▶ _What you need to do_: Since the data must remain as supplied, reproduce it word for word.

▶ _Supplied records_:

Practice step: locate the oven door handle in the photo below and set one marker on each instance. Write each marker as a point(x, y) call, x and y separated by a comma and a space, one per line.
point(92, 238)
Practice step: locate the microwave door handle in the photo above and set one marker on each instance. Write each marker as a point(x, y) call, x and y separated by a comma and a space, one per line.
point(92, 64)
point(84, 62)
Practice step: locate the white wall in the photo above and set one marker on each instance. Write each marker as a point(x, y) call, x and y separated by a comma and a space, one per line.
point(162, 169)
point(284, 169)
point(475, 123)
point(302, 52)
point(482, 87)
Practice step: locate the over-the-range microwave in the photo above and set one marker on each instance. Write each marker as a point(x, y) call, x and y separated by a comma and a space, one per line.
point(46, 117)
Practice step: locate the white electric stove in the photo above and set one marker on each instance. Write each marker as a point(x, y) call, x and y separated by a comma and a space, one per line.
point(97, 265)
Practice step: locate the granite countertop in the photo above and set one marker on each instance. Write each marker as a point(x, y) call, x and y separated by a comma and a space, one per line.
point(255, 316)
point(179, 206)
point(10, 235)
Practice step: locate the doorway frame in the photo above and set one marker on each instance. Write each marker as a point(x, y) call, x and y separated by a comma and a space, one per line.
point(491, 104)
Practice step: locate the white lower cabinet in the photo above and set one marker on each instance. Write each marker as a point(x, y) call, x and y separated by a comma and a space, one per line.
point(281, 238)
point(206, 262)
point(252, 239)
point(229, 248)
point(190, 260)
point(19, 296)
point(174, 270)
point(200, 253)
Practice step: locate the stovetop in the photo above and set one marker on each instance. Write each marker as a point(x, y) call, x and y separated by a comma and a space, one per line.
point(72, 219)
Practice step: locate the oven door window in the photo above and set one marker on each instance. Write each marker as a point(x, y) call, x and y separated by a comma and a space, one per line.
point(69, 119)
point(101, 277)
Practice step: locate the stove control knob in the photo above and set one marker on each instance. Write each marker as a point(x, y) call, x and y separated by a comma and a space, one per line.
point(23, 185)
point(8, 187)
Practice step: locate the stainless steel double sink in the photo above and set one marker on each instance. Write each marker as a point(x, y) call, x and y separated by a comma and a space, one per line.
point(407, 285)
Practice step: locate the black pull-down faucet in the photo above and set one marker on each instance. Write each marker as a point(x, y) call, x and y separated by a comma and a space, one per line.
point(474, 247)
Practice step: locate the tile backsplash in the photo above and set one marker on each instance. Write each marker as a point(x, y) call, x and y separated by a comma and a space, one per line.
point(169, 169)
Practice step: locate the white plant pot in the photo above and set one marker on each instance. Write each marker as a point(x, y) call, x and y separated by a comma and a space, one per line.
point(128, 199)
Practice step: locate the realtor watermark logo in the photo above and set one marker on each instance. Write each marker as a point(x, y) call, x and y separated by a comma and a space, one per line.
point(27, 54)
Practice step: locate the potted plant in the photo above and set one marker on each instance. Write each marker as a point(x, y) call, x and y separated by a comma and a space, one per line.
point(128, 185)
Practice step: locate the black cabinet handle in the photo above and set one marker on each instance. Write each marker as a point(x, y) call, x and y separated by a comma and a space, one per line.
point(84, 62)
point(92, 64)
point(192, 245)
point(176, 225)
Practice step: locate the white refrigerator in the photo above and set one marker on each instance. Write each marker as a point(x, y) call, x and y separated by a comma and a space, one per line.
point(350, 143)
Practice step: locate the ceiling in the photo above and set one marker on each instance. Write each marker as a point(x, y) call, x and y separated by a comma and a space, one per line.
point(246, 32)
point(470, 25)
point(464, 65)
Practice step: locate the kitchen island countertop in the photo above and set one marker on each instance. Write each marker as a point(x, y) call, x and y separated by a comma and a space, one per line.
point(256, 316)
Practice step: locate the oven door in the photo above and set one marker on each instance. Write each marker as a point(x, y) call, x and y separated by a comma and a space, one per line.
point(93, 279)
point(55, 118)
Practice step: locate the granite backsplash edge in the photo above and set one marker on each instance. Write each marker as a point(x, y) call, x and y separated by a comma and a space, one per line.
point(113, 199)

▶ _Result of this task_:
Practice step: locate the oven door handle in the photo below and set one marker on each instance. Write each marker as a point(x, y) call, x and y separated by a comma and a space, one per line.
point(92, 238)
Practice step: locate the microwave door handle in the photo above and set one marker on each instance. Write each marker as a point(x, y) call, x and y separated by a comma and a space, one per line.
point(92, 64)
point(84, 62)
Practice step: locate the white wall in the photo above and set one marker on each instance. Write each marker as a point(x, y) call, x and y separated by a comma and a space, one per line.
point(162, 169)
point(284, 169)
point(475, 123)
point(302, 52)
point(482, 87)
Practice step: locate the over-the-range microwave in the photo above and set one marker on each instance. Write each marker as a point(x, y) call, x and y separated by a comma and a space, one per line.
point(46, 117)
Practice step: locate the white electric stove in the photo above and set one marker on each instance. Write each marker as a point(x, y) call, x and y separated by a comma and a space, one per line.
point(97, 265)
Practice step: locate the granite countertop in the photo above and set one marker on each instance. Write each marker as a point(x, y) call, x and y separated by a comma and a space, one per line.
point(255, 316)
point(179, 206)
point(10, 235)
Practice step: locate the doorway frame in the photo above and set one marker on each instance. Write each marker as a point(x, y) call, x and y separated by a comma and a space, one per line.
point(491, 104)
Practice step: locate the white lower cabinet in the photo above and set one marker on each instance. Write each marker as a point(x, y) call, x and y separated by a comma and a space, one per line.
point(281, 238)
point(206, 262)
point(252, 239)
point(229, 248)
point(190, 260)
point(19, 296)
point(174, 270)
point(200, 253)
Practice step: locate the stovetop in the photo above and set one marker on each instance. Write each marker as a point(x, y) call, x and y separated by a comma and a space, one per line.
point(72, 219)
Practice step: locate the oven door window in the photo above and set one marker on each instance. Write each marker as a point(x, y) call, x and y separated by a comma and a space, one per line.
point(69, 119)
point(101, 277)
Practice step: locate the stove control knob in the photo above and set one marker on each instance. Write each marker as a point(x, y) call, x and y separated by a comma and a space, one per line.
point(23, 185)
point(8, 187)
Practice step: locate the stainless steel double sink in the photo above and set one marker on each instance. Write each marker as a point(x, y) call, x and y separated by a comma and a space, one per line.
point(407, 285)
Practice step: locate the black pull-down faucet in the photo above and set one marker on each instance. Write each marker as a point(x, y) call, x and y separated by a comma and a space, one per line.
point(474, 247)
Practice step: locate the tile backsplash in the photo above and set one marker on each instance. Write each marker as a point(x, y) call, x and y separated by a comma and a space, one per line.
point(169, 169)
Practice step: locate the white plant pot in the photo above and set one marker on each instance. Write each marker as a point(x, y) call, x and y separated by a comma and a space, one per line.
point(128, 199)
Practice step: locate the realtor watermark logo in the photo above and set one marker on each instance. Write each marker as a point(x, y) call, x and y separated by a comma and a space, one per line.
point(27, 54)
Practice step: locate the potted plant in the photo above and set one marker on each instance. Write each marker as a point(x, y) call, x and y separated by a comma and a space, one per line.
point(128, 185)
Practice step: locate the black cabinet handle in the photo above and set one marker on each instance. Write each marker as a point(x, y) call, x and y separated by a comma and a space, one per line.
point(84, 62)
point(92, 64)
point(192, 245)
point(176, 225)
Practice step: locate the white refrigerator in the photo above and set one marker on each instance. Write each marker as a point(x, y) call, x and y separated by a comma and a space, one per line.
point(350, 143)
Practice step: locate the ceiling in the photo above and set one marker on each instance. Write each marker as a point(x, y) call, x and y separated by a comma and a space, one per line.
point(246, 32)
point(470, 25)
point(464, 65)
Practice step: locate the kitchen island countertop in the photo above and set one marker on each instance. Write each marker as a point(x, y) call, x and y separated by a comma and a space, one per line.
point(256, 316)
Practice step: locate the oven door in the photo above and set one marker on each instance. Write each marker as a point(x, y) call, x and y separated by a comma and a space, one per line.
point(93, 279)
point(55, 118)
Practice step: locate the granite backsplash edge in the photo above and set one marker on each instance. Write each marker as a point(x, y) call, x and y separated by a comma and a space, one per line.
point(113, 199)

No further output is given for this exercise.